● Job: Count the lines in the listing below that contain the string "helmet", matching case exactly, and give only the number.

___ Given records ___

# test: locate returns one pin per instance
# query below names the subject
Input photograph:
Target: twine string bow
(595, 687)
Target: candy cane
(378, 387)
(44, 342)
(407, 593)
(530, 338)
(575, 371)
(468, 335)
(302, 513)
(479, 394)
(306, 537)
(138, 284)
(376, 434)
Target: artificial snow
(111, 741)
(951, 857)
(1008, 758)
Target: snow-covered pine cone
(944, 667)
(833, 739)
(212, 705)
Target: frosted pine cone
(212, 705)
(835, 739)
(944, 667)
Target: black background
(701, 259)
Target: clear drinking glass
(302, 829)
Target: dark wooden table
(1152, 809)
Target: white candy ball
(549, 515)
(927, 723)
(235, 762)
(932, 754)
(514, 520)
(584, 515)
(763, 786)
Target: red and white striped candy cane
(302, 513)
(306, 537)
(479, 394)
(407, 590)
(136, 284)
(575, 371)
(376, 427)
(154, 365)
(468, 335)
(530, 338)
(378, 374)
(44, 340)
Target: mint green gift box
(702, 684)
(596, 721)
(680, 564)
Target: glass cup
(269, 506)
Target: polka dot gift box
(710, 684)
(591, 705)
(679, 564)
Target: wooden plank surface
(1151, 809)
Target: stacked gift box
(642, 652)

___
___ Given records ___

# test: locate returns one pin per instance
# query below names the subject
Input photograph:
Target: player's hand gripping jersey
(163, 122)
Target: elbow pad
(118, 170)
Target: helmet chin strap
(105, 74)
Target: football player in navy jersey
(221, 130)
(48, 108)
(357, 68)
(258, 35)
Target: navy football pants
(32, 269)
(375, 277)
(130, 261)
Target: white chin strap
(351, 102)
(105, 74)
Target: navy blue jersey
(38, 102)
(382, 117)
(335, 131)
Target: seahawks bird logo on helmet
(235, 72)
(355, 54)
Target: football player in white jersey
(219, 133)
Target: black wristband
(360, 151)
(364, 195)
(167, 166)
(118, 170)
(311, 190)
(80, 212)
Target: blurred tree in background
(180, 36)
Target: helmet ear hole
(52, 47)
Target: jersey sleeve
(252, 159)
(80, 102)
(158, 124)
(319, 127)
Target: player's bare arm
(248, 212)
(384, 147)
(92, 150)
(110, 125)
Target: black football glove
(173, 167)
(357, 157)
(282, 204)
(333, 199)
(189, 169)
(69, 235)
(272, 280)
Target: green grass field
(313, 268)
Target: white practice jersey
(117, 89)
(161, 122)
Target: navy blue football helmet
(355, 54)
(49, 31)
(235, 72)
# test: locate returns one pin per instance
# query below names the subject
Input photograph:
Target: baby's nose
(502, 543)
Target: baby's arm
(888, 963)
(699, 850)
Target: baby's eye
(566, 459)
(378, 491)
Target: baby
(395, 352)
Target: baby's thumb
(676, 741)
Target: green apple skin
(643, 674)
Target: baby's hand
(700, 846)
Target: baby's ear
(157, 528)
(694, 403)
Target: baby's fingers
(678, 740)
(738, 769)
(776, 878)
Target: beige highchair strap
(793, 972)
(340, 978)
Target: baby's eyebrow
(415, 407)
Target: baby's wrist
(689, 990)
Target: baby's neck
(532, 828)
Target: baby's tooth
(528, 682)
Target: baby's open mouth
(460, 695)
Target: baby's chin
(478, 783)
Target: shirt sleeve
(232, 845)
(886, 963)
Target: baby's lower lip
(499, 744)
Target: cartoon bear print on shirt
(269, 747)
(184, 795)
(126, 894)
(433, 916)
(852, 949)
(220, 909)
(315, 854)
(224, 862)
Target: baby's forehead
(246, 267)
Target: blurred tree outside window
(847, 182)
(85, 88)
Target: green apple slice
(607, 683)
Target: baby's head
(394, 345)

___

● Response to the task: 4